Pointing records:
======

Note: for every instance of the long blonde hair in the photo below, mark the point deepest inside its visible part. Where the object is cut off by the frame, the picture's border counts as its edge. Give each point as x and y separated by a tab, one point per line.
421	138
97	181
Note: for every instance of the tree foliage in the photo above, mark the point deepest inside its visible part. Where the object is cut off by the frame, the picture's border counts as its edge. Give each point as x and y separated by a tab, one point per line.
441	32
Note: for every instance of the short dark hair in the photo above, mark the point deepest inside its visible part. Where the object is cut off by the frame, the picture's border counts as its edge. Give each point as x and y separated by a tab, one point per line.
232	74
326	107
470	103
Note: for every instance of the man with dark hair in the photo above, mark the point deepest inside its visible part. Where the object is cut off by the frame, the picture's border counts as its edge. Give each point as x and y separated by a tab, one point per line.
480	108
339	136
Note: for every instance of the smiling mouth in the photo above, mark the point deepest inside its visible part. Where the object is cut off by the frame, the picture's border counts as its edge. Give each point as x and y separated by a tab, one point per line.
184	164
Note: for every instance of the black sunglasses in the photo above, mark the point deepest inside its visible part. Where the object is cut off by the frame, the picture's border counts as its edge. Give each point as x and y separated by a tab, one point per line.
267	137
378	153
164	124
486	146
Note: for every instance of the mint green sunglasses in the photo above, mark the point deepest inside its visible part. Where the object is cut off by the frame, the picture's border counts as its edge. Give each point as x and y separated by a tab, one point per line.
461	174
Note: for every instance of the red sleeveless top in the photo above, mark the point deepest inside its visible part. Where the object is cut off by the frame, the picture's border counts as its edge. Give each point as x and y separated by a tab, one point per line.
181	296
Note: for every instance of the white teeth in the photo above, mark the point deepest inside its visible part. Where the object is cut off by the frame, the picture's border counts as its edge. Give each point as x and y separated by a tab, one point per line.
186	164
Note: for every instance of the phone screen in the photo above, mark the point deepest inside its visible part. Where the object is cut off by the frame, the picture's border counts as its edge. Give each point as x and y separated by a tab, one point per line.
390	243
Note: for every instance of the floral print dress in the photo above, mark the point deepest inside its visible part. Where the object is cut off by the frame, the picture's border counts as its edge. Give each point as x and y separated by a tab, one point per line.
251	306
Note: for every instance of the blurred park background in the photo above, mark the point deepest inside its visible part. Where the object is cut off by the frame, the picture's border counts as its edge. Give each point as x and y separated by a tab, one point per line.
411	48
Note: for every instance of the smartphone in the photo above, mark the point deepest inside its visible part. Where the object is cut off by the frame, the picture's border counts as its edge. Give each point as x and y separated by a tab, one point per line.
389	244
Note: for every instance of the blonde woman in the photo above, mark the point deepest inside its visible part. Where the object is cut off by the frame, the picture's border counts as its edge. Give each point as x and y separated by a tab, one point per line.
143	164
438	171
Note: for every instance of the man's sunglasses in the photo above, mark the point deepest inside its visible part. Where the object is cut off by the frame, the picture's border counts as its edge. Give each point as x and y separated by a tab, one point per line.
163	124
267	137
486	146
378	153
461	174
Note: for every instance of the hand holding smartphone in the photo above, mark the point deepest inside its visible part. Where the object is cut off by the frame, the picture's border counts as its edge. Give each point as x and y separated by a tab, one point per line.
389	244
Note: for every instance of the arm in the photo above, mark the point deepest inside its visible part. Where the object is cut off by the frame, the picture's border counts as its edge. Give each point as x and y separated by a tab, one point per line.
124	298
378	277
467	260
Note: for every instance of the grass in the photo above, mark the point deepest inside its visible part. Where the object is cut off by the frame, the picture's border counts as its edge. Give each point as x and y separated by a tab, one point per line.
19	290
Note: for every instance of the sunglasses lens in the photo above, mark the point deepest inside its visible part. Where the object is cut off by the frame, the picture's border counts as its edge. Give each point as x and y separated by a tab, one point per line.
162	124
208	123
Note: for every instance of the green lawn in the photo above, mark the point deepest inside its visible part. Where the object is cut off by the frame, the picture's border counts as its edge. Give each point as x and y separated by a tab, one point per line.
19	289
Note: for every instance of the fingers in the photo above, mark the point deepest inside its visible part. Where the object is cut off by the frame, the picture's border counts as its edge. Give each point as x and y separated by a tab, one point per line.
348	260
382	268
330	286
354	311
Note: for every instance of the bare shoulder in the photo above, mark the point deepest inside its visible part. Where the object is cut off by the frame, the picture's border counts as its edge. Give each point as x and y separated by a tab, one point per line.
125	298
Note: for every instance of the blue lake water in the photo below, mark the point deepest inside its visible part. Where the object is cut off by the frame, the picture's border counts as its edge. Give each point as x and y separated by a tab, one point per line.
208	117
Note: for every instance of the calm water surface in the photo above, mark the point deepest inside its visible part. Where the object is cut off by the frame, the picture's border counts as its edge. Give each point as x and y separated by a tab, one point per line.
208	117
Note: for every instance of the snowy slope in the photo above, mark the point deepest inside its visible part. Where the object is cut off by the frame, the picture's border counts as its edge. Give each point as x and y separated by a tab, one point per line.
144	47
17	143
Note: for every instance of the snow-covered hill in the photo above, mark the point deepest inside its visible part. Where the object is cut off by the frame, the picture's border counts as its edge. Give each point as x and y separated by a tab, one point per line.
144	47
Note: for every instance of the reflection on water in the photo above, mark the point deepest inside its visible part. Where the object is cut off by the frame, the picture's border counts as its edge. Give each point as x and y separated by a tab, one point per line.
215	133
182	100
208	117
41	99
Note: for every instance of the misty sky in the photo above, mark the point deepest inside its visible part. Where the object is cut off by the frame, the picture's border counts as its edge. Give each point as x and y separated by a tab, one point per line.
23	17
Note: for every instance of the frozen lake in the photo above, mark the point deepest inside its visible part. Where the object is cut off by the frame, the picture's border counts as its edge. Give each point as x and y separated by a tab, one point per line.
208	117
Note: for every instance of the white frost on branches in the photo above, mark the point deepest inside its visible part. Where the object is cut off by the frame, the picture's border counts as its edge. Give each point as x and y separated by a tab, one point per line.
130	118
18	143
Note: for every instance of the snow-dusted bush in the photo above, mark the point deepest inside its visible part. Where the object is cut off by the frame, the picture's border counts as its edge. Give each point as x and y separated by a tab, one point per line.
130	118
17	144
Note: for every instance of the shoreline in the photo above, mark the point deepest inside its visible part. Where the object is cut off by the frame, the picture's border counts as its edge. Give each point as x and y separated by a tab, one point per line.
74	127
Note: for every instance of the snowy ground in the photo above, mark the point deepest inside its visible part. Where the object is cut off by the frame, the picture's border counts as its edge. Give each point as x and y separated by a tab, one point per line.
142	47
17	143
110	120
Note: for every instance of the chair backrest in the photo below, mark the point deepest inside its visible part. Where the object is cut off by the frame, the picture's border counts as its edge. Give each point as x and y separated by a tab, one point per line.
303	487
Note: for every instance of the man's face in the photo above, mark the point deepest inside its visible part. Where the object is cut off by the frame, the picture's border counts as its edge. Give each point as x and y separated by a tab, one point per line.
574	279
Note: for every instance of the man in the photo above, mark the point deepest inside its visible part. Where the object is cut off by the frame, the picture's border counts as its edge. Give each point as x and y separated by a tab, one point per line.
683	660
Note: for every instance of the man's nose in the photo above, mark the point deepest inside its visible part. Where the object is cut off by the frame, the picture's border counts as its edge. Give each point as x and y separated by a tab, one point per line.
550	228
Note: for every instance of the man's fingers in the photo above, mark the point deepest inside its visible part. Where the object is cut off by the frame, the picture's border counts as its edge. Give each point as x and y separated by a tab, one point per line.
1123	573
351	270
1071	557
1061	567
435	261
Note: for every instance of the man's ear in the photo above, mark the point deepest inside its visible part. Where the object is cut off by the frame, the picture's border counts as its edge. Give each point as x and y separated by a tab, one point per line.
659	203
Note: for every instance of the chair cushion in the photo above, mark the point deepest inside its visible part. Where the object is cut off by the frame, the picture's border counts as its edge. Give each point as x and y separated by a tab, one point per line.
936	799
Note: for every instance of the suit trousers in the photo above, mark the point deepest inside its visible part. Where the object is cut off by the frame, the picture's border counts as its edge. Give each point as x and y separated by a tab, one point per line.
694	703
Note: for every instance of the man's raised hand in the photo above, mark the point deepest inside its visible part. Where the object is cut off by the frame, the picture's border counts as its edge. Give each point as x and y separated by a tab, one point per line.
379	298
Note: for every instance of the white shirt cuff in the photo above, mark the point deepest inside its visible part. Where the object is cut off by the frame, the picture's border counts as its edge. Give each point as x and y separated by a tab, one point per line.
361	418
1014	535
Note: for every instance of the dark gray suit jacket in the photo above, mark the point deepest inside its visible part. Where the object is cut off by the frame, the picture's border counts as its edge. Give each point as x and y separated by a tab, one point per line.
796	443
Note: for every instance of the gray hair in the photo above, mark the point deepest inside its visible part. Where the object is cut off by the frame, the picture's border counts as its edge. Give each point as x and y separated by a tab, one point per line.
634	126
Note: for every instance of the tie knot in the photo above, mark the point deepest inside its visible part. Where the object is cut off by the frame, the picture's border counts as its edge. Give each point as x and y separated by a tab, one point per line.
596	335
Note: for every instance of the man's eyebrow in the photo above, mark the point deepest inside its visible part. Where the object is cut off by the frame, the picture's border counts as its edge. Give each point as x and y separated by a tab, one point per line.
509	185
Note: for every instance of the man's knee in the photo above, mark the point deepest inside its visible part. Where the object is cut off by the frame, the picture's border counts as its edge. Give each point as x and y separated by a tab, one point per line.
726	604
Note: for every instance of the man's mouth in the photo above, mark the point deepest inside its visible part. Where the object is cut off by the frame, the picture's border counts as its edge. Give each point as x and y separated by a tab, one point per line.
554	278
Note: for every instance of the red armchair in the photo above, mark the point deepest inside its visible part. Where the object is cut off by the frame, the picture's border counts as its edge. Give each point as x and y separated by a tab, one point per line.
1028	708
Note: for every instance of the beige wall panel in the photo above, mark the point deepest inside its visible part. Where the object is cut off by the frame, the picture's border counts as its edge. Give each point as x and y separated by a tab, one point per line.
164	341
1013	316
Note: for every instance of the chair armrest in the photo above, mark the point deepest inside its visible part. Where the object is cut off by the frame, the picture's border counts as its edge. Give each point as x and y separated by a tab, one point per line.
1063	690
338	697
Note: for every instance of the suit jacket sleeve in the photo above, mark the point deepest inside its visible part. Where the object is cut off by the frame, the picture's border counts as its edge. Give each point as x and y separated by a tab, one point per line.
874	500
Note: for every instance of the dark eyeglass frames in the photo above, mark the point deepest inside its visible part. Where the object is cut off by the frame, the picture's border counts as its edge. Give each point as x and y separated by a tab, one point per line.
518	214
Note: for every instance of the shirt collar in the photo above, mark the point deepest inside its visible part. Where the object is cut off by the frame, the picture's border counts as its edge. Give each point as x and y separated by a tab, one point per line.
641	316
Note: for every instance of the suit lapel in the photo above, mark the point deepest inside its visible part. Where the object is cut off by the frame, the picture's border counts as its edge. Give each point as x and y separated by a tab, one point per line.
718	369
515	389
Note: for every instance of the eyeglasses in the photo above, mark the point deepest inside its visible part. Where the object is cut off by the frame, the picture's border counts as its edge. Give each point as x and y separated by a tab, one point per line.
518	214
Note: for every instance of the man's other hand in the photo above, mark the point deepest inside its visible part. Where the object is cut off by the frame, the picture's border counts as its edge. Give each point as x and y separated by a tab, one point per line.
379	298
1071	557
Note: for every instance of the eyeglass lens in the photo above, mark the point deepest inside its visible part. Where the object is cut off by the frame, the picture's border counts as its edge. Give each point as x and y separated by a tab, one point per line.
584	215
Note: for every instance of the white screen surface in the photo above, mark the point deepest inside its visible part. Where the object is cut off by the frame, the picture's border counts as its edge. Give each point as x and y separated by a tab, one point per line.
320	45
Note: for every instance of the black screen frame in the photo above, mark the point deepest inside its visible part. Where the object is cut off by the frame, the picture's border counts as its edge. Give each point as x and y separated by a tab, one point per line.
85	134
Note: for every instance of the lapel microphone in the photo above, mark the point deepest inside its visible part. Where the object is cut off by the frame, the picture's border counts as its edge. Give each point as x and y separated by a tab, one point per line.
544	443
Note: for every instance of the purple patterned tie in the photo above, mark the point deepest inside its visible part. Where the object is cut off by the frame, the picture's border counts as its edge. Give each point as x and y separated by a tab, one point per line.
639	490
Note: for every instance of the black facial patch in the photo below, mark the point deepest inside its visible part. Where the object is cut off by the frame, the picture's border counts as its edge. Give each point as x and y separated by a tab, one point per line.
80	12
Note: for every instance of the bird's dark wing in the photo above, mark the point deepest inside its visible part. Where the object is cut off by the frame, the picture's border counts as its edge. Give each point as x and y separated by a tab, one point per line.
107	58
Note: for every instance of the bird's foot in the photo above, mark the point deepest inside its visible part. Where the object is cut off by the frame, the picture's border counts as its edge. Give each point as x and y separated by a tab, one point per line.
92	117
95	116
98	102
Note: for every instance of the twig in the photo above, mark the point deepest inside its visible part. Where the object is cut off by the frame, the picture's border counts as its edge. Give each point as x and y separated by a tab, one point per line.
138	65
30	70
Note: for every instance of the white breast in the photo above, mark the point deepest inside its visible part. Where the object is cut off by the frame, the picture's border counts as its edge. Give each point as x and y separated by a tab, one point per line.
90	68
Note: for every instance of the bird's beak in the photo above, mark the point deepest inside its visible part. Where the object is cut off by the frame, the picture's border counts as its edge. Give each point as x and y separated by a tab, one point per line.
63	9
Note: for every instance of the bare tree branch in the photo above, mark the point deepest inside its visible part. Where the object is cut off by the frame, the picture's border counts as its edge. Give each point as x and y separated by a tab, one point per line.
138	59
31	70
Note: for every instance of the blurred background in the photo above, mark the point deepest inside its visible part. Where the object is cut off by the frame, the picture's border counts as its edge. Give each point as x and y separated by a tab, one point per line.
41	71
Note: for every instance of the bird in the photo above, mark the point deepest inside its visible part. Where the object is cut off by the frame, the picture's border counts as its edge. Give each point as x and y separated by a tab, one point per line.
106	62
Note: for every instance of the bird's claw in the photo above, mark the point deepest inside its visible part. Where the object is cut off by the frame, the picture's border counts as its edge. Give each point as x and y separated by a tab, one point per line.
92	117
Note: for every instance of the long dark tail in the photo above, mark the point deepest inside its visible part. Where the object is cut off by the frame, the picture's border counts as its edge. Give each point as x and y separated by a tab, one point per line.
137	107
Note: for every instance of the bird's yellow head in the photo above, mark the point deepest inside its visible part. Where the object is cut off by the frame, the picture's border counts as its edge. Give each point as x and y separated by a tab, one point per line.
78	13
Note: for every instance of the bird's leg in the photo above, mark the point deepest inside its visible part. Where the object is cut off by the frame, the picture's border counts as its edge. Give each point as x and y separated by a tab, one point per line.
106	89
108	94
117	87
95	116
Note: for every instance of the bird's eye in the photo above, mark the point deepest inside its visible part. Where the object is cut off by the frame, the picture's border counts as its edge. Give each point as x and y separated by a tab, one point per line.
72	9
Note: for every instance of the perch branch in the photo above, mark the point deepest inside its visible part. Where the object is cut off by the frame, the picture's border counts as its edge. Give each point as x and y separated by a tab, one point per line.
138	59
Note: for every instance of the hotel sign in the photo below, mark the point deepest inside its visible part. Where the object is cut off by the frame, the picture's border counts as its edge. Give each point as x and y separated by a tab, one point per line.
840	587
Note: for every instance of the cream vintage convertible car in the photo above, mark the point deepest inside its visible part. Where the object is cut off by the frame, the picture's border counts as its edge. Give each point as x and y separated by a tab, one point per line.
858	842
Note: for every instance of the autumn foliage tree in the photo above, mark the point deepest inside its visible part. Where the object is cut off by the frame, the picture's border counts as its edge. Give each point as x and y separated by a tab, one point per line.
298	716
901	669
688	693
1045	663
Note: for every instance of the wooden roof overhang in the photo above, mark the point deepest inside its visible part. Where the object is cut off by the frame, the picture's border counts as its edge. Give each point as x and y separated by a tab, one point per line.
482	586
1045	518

======

▶ _Written exercise_: Return precisely the lines of the records, starting with the line that holds "Note: for every instance of the hotel" and ending with the last one.

▶ _Exercise solution_:
Note: for every instance of the hotel sign in the photo below, mark the point deepest inside its visible part. Where the object is cut off by the frame, the picture's border counts as its edge. Give each point as x and y separated by a tab, one point per line.
840	587
Note: for every instance of the cream vintage convertible car in the photo above, mark the point deepest inside its visible part. Where the object is cut off by the frame, the picture's border counts as its edge. Give each point as x and y separated by a tab, one point per line.
858	842
Note: for every instance of the autumn foliage tree in the photo above, mark the point deepest inside its visible part. Where the object is cut off by the frame, the picture's border counts as its edge. Give each point as x and y separated by a tab, one point per line.
298	716
901	669
688	693
1045	663
Note: for every instance of the wooden roof overhang in the photo above, mark the point deepest inside its visible part. Where the object is cut off by the frame, the picture's border counts as its edge. Give each point as x and y separated by a tab, one point per line.
482	586
1045	518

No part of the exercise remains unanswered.